** LISTING **
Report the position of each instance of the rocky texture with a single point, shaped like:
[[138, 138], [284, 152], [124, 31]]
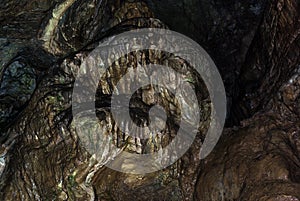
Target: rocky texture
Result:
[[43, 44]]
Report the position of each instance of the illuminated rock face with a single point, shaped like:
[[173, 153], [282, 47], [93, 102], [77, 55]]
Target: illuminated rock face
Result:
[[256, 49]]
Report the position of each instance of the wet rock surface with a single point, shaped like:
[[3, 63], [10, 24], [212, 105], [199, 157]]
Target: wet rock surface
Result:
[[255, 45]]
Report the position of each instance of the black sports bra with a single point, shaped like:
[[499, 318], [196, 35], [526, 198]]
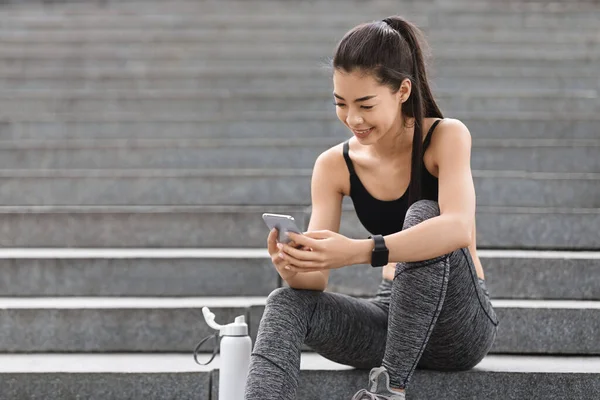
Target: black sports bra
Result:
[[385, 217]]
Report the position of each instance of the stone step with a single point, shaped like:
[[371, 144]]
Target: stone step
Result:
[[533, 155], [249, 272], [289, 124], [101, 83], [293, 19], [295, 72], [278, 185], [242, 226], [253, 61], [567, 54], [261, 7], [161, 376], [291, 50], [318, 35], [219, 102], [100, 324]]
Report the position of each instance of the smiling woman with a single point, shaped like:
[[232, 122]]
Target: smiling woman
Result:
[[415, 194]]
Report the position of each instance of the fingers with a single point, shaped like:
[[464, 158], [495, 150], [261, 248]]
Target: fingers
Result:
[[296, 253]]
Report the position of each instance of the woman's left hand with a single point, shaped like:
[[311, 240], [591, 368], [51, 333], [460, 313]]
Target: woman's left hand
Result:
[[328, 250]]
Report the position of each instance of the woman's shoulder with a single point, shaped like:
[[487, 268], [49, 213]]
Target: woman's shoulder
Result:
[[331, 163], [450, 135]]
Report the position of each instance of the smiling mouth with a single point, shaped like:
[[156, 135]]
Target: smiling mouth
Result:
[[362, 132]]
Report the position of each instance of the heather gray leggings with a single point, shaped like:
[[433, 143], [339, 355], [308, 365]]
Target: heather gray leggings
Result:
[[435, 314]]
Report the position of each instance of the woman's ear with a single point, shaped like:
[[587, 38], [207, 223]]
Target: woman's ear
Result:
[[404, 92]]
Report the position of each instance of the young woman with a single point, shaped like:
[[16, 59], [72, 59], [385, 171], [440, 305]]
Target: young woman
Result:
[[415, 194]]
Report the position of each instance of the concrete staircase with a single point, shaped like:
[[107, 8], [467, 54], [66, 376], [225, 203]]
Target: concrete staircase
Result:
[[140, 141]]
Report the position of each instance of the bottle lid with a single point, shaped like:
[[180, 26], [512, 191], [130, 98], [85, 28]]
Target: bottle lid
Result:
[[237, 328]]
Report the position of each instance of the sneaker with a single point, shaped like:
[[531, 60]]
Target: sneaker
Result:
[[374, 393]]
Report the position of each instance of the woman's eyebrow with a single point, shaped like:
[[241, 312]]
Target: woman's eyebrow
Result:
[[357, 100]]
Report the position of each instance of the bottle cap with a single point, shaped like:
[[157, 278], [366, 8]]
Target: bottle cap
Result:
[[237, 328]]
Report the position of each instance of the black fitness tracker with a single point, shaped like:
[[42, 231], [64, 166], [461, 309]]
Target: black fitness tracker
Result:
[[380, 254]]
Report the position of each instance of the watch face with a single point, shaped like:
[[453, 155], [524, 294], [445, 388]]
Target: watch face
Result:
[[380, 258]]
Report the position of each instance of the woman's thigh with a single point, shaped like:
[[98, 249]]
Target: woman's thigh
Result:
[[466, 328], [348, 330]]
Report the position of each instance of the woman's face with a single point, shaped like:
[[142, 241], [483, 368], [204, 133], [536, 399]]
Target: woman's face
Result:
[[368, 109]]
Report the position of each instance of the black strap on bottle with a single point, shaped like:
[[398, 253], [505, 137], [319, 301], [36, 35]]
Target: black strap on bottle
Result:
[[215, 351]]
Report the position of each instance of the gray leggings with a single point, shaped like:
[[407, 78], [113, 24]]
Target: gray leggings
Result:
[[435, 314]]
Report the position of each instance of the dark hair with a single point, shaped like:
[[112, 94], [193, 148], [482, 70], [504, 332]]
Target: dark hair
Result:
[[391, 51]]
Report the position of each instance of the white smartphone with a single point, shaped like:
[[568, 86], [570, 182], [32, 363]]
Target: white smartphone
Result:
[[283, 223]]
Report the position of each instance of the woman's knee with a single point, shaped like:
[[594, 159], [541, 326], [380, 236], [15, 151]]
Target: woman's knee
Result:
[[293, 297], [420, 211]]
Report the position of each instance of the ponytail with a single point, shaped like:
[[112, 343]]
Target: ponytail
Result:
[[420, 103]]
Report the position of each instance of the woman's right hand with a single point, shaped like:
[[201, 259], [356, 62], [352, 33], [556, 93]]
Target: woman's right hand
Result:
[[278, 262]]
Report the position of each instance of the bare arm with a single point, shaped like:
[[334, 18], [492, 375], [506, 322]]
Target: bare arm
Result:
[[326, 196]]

** PROBLEM DETAILS **
Recast all the lines above as a JSON list of strings, one string per line, with blank lines and the pictures left out.

** TASK SOLUTION **
[
  "Report the position of each instance of the rocky texture with a single point, shaped like:",
  "[[138, 138], [284, 152], [124, 31]]",
  "Target: rocky texture",
  "Result:",
  "[[43, 44]]",
  "Report the position of each instance of the illuminated rock face with a single point, shaped like:",
  "[[173, 153], [282, 47], [93, 102], [77, 55]]",
  "Target: illuminated rock face",
  "Result:",
  "[[256, 49]]",
  "Report the position of each instance of the wet rock surface with a single point, shaped like:",
  "[[3, 63], [10, 24], [212, 105], [199, 157]]",
  "Target: wet rock surface",
  "Result:",
  "[[255, 45]]",
  "Report the position of each instance of the black sports bra with a single point, shaped like:",
  "[[499, 318], [196, 35], [526, 198]]",
  "Target: black sports bra",
  "Result:",
  "[[385, 217]]",
  "Report the position of each instance of the stone step with a single point, shaped like:",
  "[[371, 144]]",
  "Target: stone step",
  "Result:",
  "[[533, 155], [249, 272], [289, 124], [101, 83], [293, 19], [295, 72], [278, 185], [242, 226], [253, 61], [567, 54], [261, 7], [161, 376], [291, 50], [318, 35], [219, 102], [100, 324]]",
  "Report the position of each instance of the smiling woman with a single point, shaped like:",
  "[[232, 122]]",
  "Target: smiling woman",
  "Result:",
  "[[415, 194]]",
  "Report the position of each instance of the fingers with a single point, shaped like:",
  "[[464, 158], [495, 150], [261, 248]]",
  "Target: fingers",
  "Result:",
  "[[296, 253]]",
  "Report the position of each instance of the woman's left hand with a single point, shaped like:",
  "[[311, 240], [591, 368], [51, 333], [460, 313]]",
  "Target: woman's left hand",
  "Result:",
  "[[328, 250]]",
  "Report the position of each instance of the woman's shoulder with a single point, shaped like:",
  "[[487, 268], [49, 213]]",
  "Target: woman's shoulder",
  "Result:",
  "[[331, 163], [450, 135]]",
  "Report the position of each instance of the smiling mouth with a single point, shaped like:",
  "[[156, 135]]",
  "Target: smiling mouth",
  "Result:",
  "[[362, 132]]",
  "Report the position of each instance of the heather gray leggings with a single point, shaped like:",
  "[[433, 143], [339, 355], [308, 365]]",
  "Target: heather gray leggings",
  "Result:",
  "[[435, 314]]",
  "Report the position of each instance of the woman's ear with a single point, shaped like:",
  "[[587, 38], [207, 223]]",
  "Target: woman's ear",
  "Result:",
  "[[404, 92]]",
  "Report the position of each instance of the young woman with a single point, shaped like:",
  "[[16, 59], [72, 59], [385, 171], [440, 305]]",
  "Target: young woman",
  "Result:",
  "[[415, 194]]",
  "Report the position of each instance of the concrete staircase with a single point, shaped like:",
  "[[107, 8], [467, 54], [66, 376], [225, 203]]",
  "Target: concrete staircase",
  "Result:",
  "[[140, 141]]",
  "Report the position of each instance of the bottle lid with a single point, shaped like:",
  "[[180, 26], [512, 191], [130, 98], [85, 28]]",
  "Target: bottle lid",
  "Result:",
  "[[237, 328]]",
  "Report the position of each instance of the sneaker with a single point, shaped like:",
  "[[531, 60]]",
  "Target: sneaker",
  "Result:",
  "[[374, 393]]",
  "Report the position of each instance of the woman's eyebrow with a single point, shaped like:",
  "[[241, 312]]",
  "Target: woman's eyebrow",
  "Result:",
  "[[357, 100]]",
  "Report the position of each instance of the bottle cap with a single point, shaped like:",
  "[[157, 278], [366, 8]]",
  "Target: bottle cap",
  "Result:",
  "[[237, 328]]",
  "Report the position of each instance of the black fitness tracker with a single point, shaped like:",
  "[[42, 231], [64, 166], [461, 309]]",
  "Target: black fitness tracker",
  "Result:",
  "[[380, 254]]",
  "Report the position of each instance of the watch face with a single point, shaped like:",
  "[[453, 155], [524, 294], [445, 388]]",
  "Target: watch face",
  "Result:",
  "[[380, 258]]",
  "Report the position of each instance of the woman's thigh with a single point, shaped like:",
  "[[98, 249]]",
  "Target: woman's thigh",
  "Result:",
  "[[466, 328], [348, 330]]",
  "Report the position of each instance of the woman's face with a single point, shaped like:",
  "[[142, 241], [483, 368], [204, 133], [536, 399]]",
  "Target: woman's face",
  "Result:",
  "[[368, 109]]",
  "Report the position of each instance of the black strap on bottle with a single point, shaped like:",
  "[[398, 253], [505, 137], [319, 301], [36, 35]]",
  "Target: black strap on bottle",
  "Result:",
  "[[215, 351]]",
  "Report the position of each instance of the gray leggings with a single point, shaped like:",
  "[[407, 78], [113, 24]]",
  "Target: gray leggings",
  "Result:",
  "[[435, 314]]",
  "Report the position of each instance of the dark hair with a single point, shaped like:",
  "[[112, 94], [193, 148], [482, 70], [504, 332]]",
  "Target: dark hair",
  "Result:",
  "[[391, 51]]",
  "Report the position of each instance of the white smartphone with a single point, shaped like:",
  "[[568, 86], [570, 182], [32, 363]]",
  "Target: white smartphone",
  "Result:",
  "[[283, 223]]",
  "Report the position of each instance of the woman's knee with a single point, shaped like:",
  "[[594, 159], [541, 326], [380, 236], [15, 151]]",
  "Target: woman's knee",
  "Result:",
  "[[293, 297], [420, 211]]",
  "Report the position of each instance of the ponytail with a single point, shaped like:",
  "[[112, 343]]",
  "Target: ponytail",
  "Result:",
  "[[420, 103]]",
  "Report the position of each instance of the woman's right hand with a single point, shaped like:",
  "[[201, 259], [356, 62], [352, 33], [556, 93]]",
  "Target: woman's right hand",
  "Result:",
  "[[278, 262]]",
  "Report the position of each instance of the bare arm with a single point, shaped like:",
  "[[334, 18], [492, 375], [506, 322]]",
  "Target: bare arm",
  "Result:",
  "[[326, 196]]"
]